* **Text to read**
▬▬▬▬▬▬▬▬▬▬

Steve Goble

Choose life. (Deuteronomy 30:19)

Dead Toymakers Society
I have seen two-thirds of this film before.

The bottom two-thirds.

Way back in the day, old friend Brian and I went into what was commonly known at the time as a "Video Rental Shop".

These were a bit like today's local DVD-outlets, only instead of hiring out movies on DVD, customers would be given a "Video Home System cassette", called "VHS" for short.

These comically huge things usually cost about thirty pounds each, and had to be kept indoors at room-temperature for a minimum of two hours before they could be played. They were often only in mono, too.

A popular misconception is that, after the "video-tape" (slang term) had been inserted into the top of the equally criminally-named "video-recorder", they would take an entire two seconds to "thread-up" before playing the recording.

Obviously, since today's DVDs take more like two minutes to get started, that seems rather unlikely.

Anyhow, that particular halcyon day, Brian and I hired-out a video-cartridge of Robin Williams' talking-picture Toys, took it back to his place and, after waiting the requisite two hours for it to warm-up to room-temperature, placed it into the VCR ("Videographic Cinematronic Repeatarama™" unit) to watch and enjoy.

Alas, despite the unit featuring a cool "tracking" device, we were unable to get the rotating heads to exactly line-up with their helical tracks on the tape, resulting in their falling in-between two adjacent ones.

In layman's terms, the result was that for the entire two hours of the photoplay, we could only see the bottom two-thirds of the picture. The top-third was just interference. Or maybe it was the other way around. Ironically, of the picture that we could see, I have since wiped nearly all of my own memory. Vote Major.

Fast-forward to the present, (little in-joke there) and this afternoon Toys was enjoying a special screening on Channel 5. (NB. that's "Channel 5" the present-day TV station, not "Channel 5" the rather rashly-named VHS label operated by W H Smith in the 1980s – sheesh this is confusing)

Anyways, today I decided that it was high time I found-out just what had been going-on in that mysterious remaining third of the screen, all those years ago.

As it turns-out, and this is the sentence that sums-up this whole review, Toys is about the most visual talkie I've ever seen.

▬▬▬▬▬▬▬▬▬▬

Data records
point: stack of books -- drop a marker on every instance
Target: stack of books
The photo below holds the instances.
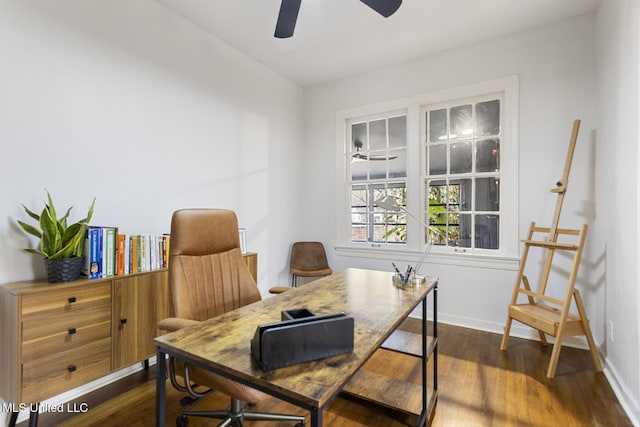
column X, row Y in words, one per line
column 109, row 253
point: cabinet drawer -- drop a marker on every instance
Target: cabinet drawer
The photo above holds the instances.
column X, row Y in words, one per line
column 64, row 300
column 42, row 337
column 60, row 372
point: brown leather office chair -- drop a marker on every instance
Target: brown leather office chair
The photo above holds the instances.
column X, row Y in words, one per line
column 208, row 277
column 308, row 259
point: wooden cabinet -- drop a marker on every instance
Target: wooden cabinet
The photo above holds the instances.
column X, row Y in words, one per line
column 55, row 337
column 59, row 336
column 139, row 303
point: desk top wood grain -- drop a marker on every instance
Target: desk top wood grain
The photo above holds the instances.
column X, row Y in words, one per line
column 223, row 343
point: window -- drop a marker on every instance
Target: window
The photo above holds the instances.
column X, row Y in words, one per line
column 449, row 157
column 377, row 166
column 462, row 184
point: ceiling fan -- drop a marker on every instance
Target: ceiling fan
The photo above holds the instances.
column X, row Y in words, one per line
column 289, row 14
column 358, row 156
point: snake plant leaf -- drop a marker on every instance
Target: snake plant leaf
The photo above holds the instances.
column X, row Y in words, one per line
column 57, row 240
column 51, row 236
column 30, row 229
column 32, row 214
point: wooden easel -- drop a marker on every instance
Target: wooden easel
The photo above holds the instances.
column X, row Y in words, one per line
column 552, row 316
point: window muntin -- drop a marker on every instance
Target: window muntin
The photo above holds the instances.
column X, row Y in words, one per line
column 462, row 172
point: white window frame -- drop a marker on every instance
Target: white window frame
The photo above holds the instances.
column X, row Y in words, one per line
column 414, row 106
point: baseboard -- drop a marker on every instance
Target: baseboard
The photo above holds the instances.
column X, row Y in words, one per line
column 60, row 400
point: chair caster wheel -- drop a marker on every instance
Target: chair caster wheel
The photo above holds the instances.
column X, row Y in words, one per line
column 182, row 421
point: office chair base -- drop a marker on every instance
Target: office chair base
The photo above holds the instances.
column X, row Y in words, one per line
column 236, row 415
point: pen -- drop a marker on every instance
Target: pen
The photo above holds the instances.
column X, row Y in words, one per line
column 397, row 271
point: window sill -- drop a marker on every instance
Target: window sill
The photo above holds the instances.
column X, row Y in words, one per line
column 455, row 259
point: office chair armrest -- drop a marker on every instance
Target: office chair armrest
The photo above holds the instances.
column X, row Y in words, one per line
column 174, row 323
column 279, row 289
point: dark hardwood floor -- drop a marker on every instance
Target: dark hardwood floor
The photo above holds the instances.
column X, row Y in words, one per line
column 478, row 385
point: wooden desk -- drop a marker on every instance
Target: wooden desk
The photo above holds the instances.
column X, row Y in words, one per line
column 222, row 344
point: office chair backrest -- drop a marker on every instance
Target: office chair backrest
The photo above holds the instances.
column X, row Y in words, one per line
column 309, row 258
column 207, row 274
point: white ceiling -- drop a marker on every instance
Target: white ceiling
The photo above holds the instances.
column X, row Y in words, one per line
column 337, row 38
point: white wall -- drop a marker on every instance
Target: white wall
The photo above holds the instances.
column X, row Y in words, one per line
column 617, row 191
column 127, row 102
column 556, row 65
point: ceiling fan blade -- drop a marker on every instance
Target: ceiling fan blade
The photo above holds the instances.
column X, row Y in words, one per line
column 381, row 157
column 287, row 18
column 385, row 8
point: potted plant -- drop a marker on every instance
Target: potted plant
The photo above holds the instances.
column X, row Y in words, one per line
column 60, row 244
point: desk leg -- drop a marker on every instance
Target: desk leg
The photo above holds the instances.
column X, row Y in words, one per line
column 161, row 389
column 422, row 420
column 316, row 417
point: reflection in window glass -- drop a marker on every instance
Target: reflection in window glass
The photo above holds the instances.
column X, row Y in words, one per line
column 487, row 231
column 358, row 170
column 398, row 132
column 438, row 159
column 464, row 200
column 358, row 133
column 378, row 135
column 461, row 122
column 461, row 157
column 488, row 155
column 488, row 118
column 487, row 194
column 437, row 125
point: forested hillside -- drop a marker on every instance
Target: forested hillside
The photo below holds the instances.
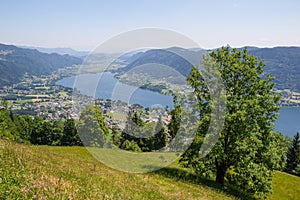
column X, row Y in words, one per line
column 15, row 62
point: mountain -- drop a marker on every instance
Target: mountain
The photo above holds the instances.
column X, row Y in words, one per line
column 15, row 62
column 281, row 62
column 177, row 58
column 61, row 51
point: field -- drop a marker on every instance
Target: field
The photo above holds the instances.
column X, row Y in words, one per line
column 43, row 172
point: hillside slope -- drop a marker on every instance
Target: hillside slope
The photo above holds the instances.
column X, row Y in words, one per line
column 45, row 172
column 15, row 62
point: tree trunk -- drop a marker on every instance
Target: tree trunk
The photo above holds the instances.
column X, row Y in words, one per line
column 221, row 171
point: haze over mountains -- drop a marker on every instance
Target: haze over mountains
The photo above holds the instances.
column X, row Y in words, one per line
column 15, row 62
column 282, row 62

▬▬▬▬▬▬▬▬▬▬

* **Task list**
**1)** In the Toys review, how long did the cassettes have to be kept indoors at room temperature before they could be played?
**2)** According to the Toys review, why could only two-thirds of the picture be seen on the rented tape?
**3)** Resume the Toys review, starting after its final sentence.

* **Task-by-task outputs**
**1)** A minimum of two hours.

**2)** Despite the unit's tracking device, the rotating heads could not be lined up exactly with their helical tracks on the tape. They fell between two adjacent tracks, so one third of the screen showed only interference.

**3)**
There's scarcely a single shot that doesn't have some sort of subtle gag hiding behind it.

Sorry, does that make it sound like it's a comedy? Well maybe it is, but rarely does it ever feel like one. Its plodding pace makes the whole thing run very slowly, and several of the performances just don't have much vaudevillian spark going on in them. The whole 118 minutes feels like a rough cut.

For all that, if you can invest the time in it, then this is wall-to-wall fascinating. Nothing is in any hurry to happen though, so you mustn't be either.

While I found the ideas and the concepts to all be brilliantly clever, it is a shame that Zevo Toys just does not come across as a very fun place to work at the outset. In fact, it feels downright sinister. As a result, when General Leland takes over the running of the company and imposes his own oppressive regime on its employees, it just doesn't feel much different to before.

There are so many good comedy scenes in here though, all of which seem quite assuming and happy about themselves, and with no interest whatsoever in whether or not you get the joke. The whole MTV sequence is contrived, subtracts from the narrative, and is completely unnecessary, but it is still terribly well executed, and highly watchable for it.

I really liked this, and its message about balancing passivity with discipline, without going too far to either extreme, is one that usually scores points with me.

Tremendous. Nine out of ten.

(last time I assume I only gave it six)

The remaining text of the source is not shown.